◆ Bereitgestellter Text
● ● ● ● ● ● ●

Apropos Essen: Jeder der drei Verantwortlichen im Cockpit habe auf jedem Flug eine andere Mahlzeit erhalten – für den Fall einer Lebensmittelvergiftung. Im Interview mit CNN blickt Hazelby auf weitere bemerkenswerte Anekdoten seiner Karriere zurück, etwa auf Begegnungen mit zahlreichen Prominenten an Bord, darunter etwa Mick Jagger. Bei einem Flug nach Barbados kurz vor Weihnachten seien sogar alle 54 Passagiere berühmte Gesichter gewesen, erinnert er sich.

«Es war das ultimative Flugzeug für einen Ingenieur»

Schon als Kind, so Hazelby, habe er in seiner Heimat in Südwestengland Flugzeuge beobachtet, insbesondere die Concorde. Mit 16 Jahren begann er seine Karriere als Auszubildender bei British Airways, und nach zwei Jahrzehnten als Flugingenieur erreichte er an Bord der Concorde den Höhepunkt seiner Laufbahn. «Es war das ultimative Flugzeug für einen Ingenieur», betont er.

Die Zufriedenheit, die er bei der erfolgreichen Landung verspürte, sei einzigartig gewesen: «Wenn man alles richtig macht und die Concorde gut fliegt, hat man ein enormes Gefühl der Erfüllung. Am Ende des Fluges ist man erschöpft, aber man hat all die verschiedenen Phasen durchlaufen und die Passagiere in dreieinviertel Stunden sicher an ihr Ziel gebracht. Es war ein ganz besonderes Gefühl, wenn man in New York ankam.»

«Der Start war die kritischste Phase»

● ● ● ● ● ● ●

◆ Extrahierte Einträge
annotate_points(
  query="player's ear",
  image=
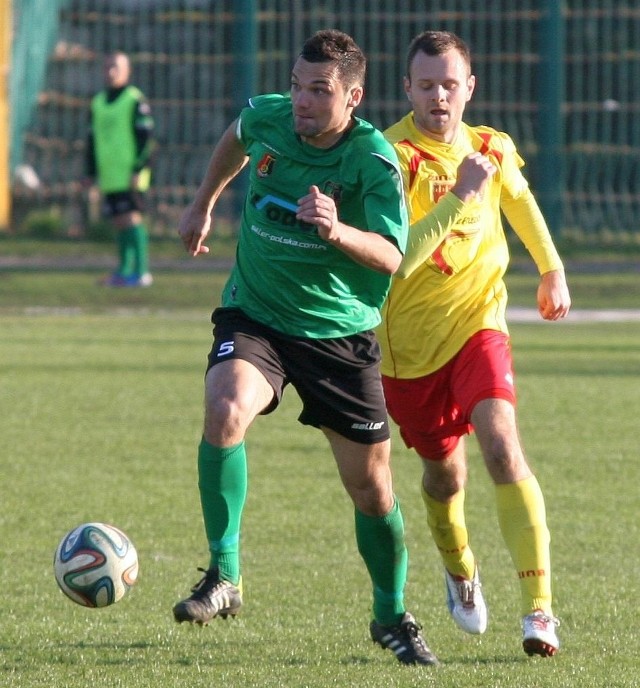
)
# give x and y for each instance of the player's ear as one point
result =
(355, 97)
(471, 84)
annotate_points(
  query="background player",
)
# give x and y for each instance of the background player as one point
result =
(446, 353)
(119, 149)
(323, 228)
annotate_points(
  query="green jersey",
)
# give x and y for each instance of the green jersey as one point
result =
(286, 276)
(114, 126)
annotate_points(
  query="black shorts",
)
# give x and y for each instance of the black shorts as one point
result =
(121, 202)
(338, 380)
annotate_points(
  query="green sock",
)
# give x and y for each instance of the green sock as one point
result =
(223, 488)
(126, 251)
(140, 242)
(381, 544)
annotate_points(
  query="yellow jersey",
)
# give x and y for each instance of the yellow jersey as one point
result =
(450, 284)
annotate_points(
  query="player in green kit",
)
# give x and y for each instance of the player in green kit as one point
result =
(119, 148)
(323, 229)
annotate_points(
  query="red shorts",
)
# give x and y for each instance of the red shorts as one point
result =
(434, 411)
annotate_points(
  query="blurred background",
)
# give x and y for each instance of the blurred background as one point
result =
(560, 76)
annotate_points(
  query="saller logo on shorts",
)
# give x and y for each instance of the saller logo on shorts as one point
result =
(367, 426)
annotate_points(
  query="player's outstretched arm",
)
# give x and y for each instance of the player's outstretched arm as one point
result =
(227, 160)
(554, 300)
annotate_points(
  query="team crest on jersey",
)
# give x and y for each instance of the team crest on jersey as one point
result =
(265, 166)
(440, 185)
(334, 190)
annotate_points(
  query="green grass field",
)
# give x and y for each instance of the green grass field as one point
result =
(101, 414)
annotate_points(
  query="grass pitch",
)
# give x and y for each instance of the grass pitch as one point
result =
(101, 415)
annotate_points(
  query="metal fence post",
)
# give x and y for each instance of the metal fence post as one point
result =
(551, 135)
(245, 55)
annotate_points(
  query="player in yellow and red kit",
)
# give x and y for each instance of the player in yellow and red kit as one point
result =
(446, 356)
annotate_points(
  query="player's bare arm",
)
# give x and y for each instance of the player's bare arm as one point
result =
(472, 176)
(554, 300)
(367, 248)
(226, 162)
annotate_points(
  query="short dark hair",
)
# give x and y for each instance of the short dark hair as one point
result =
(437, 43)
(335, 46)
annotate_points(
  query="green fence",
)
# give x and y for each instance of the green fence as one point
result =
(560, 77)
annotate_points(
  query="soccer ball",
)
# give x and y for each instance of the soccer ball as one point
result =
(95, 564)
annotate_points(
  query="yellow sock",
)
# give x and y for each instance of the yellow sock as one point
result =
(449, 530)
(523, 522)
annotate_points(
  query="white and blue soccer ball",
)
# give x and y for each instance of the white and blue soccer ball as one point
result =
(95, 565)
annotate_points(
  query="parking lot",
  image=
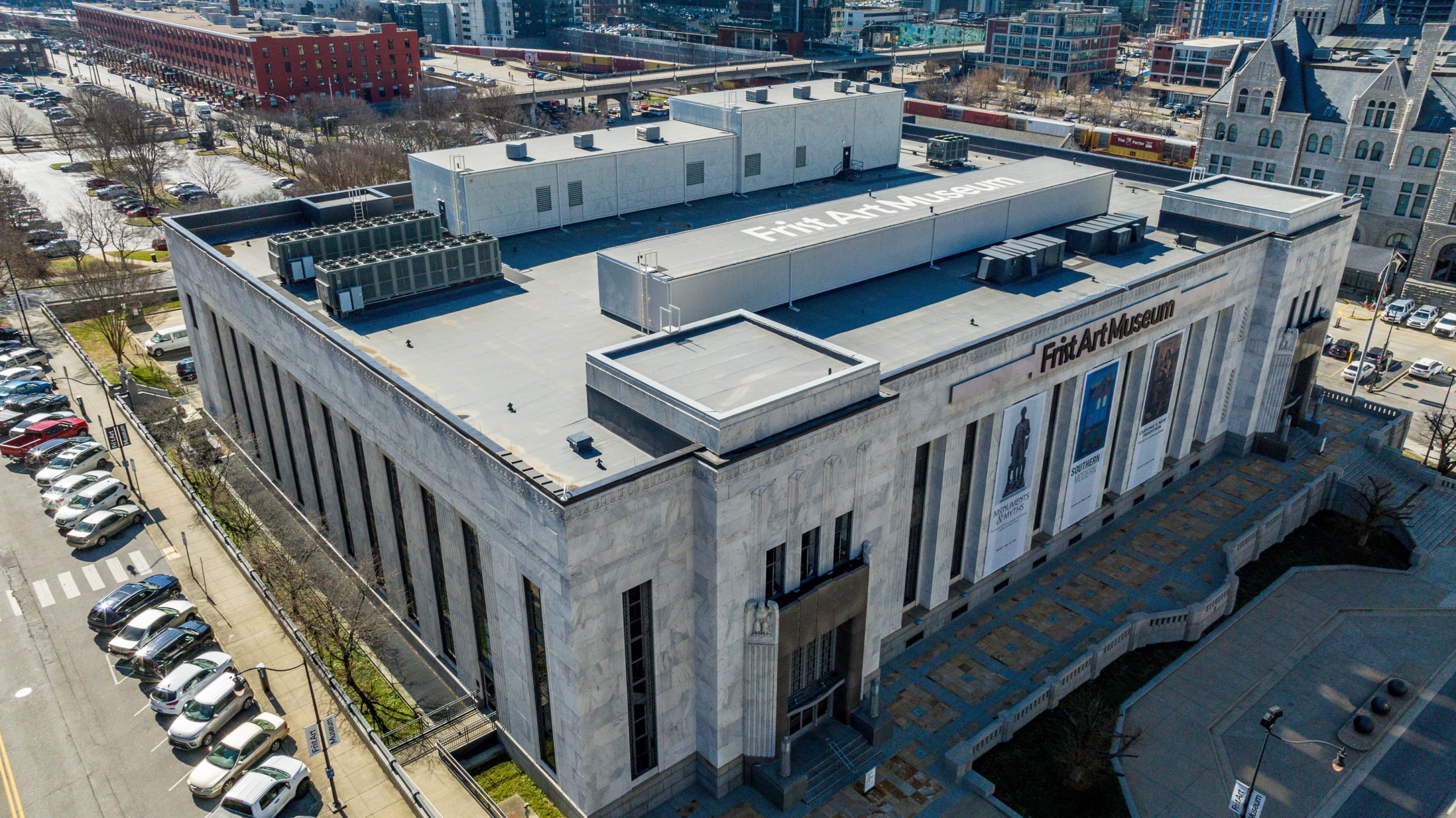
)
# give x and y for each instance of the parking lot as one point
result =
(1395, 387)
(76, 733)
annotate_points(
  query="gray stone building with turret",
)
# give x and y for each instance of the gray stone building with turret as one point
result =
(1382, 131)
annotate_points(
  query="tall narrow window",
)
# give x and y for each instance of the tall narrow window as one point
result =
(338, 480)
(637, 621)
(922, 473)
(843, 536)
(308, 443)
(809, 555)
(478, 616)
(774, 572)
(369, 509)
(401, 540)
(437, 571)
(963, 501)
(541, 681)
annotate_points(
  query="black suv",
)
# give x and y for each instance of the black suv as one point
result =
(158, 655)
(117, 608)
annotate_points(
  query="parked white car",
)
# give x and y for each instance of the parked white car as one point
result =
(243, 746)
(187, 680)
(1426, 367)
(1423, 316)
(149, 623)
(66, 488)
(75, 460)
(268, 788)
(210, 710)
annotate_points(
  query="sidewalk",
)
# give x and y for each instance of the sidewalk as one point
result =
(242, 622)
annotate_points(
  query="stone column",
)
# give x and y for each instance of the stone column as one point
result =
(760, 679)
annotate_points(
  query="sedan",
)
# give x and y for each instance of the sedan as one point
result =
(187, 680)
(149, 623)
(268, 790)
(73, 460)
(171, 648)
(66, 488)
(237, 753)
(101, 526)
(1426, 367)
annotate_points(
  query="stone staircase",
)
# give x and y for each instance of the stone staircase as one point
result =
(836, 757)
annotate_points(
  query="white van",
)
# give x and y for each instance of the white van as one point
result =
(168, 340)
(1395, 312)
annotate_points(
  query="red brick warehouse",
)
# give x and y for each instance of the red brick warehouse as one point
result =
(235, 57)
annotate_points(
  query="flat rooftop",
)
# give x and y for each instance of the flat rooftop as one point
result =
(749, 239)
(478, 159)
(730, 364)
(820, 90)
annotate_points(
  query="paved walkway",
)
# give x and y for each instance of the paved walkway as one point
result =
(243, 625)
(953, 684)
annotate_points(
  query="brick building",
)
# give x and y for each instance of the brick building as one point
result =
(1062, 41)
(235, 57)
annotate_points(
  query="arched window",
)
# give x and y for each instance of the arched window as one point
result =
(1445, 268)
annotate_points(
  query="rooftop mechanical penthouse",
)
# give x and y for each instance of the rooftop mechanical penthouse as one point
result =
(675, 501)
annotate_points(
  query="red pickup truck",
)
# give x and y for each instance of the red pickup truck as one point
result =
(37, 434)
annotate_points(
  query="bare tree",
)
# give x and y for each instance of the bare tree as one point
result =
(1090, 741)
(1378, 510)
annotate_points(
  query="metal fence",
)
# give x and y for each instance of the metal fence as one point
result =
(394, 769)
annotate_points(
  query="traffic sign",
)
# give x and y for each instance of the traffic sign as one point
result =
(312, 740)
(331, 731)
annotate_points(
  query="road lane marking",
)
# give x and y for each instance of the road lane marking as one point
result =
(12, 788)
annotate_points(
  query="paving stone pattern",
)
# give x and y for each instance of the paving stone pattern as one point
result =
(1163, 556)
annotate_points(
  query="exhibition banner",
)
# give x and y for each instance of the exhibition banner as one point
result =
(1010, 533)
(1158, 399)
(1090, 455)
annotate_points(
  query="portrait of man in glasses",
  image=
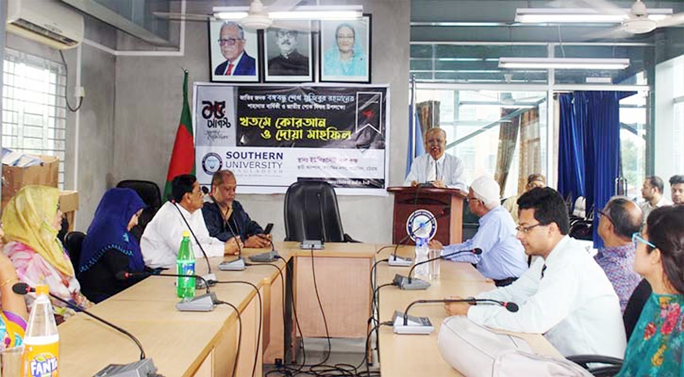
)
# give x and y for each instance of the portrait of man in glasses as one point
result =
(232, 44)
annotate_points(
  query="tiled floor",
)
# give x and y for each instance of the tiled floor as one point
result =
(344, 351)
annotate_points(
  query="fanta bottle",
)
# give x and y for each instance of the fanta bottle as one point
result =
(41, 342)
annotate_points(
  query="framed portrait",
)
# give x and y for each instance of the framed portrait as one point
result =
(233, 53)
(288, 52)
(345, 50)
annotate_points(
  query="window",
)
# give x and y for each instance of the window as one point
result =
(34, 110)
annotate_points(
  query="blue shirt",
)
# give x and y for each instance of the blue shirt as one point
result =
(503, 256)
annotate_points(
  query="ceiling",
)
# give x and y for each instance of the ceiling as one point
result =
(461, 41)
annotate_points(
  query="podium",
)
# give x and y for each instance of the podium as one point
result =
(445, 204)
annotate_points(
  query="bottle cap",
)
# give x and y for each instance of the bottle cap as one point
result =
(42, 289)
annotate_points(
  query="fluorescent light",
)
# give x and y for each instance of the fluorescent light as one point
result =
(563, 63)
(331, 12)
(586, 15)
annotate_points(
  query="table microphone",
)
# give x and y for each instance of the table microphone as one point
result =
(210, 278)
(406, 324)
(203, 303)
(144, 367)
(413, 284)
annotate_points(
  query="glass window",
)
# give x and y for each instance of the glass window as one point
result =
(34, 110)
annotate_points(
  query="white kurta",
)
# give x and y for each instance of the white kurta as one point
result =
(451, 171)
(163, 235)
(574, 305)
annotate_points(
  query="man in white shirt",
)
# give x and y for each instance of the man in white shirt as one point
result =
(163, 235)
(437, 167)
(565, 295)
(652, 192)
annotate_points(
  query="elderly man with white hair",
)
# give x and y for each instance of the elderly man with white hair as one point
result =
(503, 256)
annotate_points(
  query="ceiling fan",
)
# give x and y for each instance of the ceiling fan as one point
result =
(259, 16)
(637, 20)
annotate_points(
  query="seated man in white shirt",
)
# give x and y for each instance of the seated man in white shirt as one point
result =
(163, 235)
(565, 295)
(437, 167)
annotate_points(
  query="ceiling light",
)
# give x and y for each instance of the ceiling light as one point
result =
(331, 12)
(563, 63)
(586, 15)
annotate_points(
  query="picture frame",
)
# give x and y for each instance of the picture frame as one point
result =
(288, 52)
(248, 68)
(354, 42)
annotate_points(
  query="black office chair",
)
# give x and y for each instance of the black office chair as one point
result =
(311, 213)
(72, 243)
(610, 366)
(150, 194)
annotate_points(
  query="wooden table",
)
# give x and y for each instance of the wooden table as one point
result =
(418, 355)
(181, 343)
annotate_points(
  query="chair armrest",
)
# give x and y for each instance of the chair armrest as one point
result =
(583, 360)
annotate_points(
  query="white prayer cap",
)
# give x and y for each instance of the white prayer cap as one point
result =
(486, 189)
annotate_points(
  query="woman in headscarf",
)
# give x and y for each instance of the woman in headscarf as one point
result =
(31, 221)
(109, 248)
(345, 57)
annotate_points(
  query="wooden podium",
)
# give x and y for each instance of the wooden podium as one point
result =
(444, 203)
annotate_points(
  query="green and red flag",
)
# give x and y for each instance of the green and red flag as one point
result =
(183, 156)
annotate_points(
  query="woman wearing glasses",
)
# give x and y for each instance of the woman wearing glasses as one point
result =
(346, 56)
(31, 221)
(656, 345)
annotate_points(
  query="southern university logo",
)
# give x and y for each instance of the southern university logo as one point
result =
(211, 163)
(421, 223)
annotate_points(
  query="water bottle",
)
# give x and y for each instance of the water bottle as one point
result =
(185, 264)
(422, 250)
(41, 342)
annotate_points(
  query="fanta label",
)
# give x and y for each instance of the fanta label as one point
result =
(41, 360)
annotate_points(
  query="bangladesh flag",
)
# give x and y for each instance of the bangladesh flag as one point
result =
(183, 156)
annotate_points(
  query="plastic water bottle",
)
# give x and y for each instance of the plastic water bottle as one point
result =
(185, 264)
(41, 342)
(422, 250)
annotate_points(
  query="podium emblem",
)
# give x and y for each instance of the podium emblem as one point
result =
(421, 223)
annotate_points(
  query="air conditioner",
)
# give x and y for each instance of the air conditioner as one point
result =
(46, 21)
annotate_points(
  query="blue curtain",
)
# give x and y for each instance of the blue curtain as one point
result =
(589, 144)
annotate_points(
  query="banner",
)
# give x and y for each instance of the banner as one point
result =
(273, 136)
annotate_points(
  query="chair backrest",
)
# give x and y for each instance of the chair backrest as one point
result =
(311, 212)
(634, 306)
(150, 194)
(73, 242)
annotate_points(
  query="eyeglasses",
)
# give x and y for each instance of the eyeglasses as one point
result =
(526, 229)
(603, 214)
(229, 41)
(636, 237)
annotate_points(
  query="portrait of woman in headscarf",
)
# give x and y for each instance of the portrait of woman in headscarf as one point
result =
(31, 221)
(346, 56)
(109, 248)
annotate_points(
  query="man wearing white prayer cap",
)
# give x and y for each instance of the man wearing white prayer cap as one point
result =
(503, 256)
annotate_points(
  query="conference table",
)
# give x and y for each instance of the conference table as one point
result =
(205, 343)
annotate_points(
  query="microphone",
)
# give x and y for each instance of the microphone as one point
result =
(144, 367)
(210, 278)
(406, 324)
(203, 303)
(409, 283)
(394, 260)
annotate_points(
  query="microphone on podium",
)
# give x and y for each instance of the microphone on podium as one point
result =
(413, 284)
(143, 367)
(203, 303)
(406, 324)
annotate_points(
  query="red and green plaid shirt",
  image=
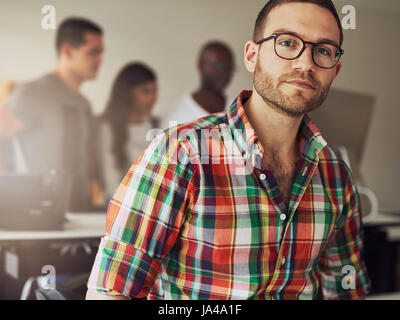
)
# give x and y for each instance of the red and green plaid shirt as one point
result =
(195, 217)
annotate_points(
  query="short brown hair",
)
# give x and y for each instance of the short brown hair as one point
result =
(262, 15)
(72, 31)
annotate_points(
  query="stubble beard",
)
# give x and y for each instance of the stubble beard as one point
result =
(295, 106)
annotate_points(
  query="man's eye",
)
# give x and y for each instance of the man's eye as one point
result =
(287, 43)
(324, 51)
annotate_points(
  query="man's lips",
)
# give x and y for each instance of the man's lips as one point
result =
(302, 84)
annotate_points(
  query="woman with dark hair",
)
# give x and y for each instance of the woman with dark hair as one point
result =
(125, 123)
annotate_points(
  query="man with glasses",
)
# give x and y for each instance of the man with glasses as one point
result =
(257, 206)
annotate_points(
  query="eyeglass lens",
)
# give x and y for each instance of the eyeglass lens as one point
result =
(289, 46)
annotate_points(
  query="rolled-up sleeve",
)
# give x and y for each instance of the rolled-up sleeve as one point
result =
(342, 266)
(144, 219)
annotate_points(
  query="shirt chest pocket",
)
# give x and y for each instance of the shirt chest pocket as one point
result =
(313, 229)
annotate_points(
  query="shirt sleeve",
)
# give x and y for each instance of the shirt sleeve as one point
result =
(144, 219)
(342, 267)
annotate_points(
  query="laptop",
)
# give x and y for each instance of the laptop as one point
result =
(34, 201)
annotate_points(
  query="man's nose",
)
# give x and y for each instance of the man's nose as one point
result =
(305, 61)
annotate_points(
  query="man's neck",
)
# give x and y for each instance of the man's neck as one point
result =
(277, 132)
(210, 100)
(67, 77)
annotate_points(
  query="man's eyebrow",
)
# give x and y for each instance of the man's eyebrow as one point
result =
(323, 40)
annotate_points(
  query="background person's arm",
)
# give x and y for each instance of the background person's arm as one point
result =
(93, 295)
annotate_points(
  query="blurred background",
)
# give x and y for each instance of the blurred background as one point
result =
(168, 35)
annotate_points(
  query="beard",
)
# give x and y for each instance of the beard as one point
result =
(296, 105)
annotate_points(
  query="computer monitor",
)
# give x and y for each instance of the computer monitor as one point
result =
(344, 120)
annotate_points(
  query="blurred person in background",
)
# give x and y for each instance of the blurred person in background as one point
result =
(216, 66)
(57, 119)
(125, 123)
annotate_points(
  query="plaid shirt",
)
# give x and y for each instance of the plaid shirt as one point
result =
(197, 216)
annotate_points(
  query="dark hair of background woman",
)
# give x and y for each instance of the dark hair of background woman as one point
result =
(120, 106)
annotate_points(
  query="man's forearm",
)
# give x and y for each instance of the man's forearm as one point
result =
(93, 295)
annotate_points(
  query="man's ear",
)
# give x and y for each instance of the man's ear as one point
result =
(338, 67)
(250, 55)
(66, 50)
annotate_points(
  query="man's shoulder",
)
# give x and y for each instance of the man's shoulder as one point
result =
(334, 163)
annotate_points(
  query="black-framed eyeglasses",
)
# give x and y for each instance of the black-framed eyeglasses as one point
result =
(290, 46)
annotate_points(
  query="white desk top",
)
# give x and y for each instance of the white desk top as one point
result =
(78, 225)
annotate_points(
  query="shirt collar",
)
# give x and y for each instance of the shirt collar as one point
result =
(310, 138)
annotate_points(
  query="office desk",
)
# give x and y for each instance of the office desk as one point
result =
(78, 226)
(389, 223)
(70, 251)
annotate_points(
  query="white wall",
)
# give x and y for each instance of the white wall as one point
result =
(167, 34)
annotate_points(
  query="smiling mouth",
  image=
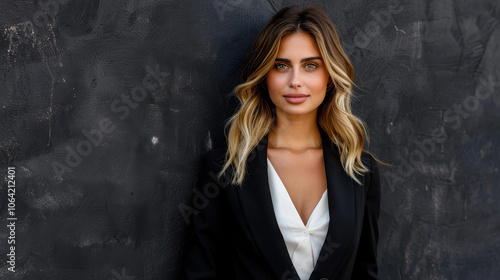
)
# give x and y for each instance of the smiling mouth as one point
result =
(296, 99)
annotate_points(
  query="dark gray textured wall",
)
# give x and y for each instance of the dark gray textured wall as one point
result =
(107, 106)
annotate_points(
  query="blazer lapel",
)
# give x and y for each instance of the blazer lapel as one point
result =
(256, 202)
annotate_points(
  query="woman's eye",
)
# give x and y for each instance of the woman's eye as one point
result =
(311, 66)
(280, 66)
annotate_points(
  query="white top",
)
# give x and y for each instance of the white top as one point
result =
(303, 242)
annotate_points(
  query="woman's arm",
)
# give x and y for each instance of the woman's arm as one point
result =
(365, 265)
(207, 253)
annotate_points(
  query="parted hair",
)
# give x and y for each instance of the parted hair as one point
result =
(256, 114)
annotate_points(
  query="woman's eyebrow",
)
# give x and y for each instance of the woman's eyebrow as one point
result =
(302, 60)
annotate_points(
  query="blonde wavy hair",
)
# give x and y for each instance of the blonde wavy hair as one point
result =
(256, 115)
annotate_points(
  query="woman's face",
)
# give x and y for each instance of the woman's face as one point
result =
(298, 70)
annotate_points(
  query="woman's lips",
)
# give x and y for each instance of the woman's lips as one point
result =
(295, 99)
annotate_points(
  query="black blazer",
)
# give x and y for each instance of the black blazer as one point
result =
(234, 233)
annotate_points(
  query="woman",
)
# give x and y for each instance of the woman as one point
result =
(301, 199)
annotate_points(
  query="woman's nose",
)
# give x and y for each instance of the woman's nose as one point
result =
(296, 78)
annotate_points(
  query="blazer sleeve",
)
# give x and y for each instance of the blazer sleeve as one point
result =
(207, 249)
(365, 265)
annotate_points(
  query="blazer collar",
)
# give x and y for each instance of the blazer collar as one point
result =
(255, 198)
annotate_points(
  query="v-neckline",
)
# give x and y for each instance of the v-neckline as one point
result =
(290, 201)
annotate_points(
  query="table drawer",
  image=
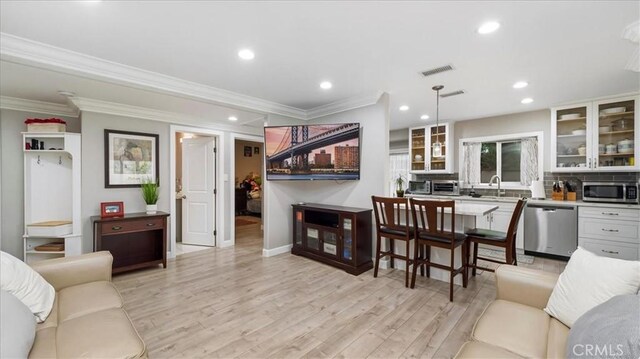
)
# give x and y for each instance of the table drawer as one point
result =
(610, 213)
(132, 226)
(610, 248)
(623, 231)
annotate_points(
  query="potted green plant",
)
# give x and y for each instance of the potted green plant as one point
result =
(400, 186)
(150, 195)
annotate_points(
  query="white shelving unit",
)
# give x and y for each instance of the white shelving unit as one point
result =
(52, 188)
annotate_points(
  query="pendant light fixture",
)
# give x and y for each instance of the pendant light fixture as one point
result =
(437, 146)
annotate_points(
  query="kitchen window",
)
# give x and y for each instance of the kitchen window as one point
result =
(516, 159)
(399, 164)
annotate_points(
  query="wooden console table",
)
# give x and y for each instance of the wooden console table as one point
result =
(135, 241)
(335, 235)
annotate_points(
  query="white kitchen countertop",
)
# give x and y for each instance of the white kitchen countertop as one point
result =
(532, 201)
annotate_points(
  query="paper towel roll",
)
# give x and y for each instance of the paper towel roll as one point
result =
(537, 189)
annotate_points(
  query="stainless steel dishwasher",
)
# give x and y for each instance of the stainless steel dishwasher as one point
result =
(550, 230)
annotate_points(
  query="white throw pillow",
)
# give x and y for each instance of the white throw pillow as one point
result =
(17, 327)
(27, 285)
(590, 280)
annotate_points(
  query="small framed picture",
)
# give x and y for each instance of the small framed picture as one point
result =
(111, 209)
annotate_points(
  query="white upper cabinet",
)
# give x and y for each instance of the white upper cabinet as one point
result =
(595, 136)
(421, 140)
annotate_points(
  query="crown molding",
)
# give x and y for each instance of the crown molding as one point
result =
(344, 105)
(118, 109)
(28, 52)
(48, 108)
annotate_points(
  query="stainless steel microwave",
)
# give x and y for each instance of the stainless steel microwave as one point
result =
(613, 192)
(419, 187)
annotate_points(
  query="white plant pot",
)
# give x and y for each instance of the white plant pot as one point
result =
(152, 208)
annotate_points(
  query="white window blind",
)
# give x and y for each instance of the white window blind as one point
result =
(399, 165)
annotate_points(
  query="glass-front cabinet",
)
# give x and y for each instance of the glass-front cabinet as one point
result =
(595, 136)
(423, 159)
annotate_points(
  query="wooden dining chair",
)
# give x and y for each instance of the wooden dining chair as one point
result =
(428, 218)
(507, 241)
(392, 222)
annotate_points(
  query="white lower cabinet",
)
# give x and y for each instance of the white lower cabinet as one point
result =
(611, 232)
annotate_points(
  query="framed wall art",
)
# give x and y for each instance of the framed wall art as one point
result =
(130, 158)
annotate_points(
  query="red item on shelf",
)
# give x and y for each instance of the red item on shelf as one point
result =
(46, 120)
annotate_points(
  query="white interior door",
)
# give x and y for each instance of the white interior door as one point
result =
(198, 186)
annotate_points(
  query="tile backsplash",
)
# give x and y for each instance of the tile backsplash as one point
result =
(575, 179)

● ● ● ● ● ● ●

◆ Arbeitsanweisungen
• 1. Warum bekam laut dem bereitgestellten Text jeder der drei Verantwortlichen im Cockpit auf jedem Flug eine andere Mahlzeit?
• 2. Kürze im bereitgestellten Text den Absatz, der mit „Schon als Kind“ beginnt, und behalte dabei die wichtigsten Fakten bei.
Stütze dich ausschließlich auf den bereitgestellten Text.

◆ Ergebnisse in Reihenfolge
• 1. Für den Fall einer Lebensmittelvergiftung.

• 2. Hazelby beobachtete schon als Kind in seiner Heimat in Südwestengland Flugzeuge, vor allem die Concorde. Mit 16 Jahren begann er als Auszubildender bei British Airways. Nach zwei Jahrzehnten als Flugingenieur erreichte er auf der Concorde den Höhepunkt seiner Laufbahn. Er nennt sie das ultimative Flugzeug für einen Ingenieur.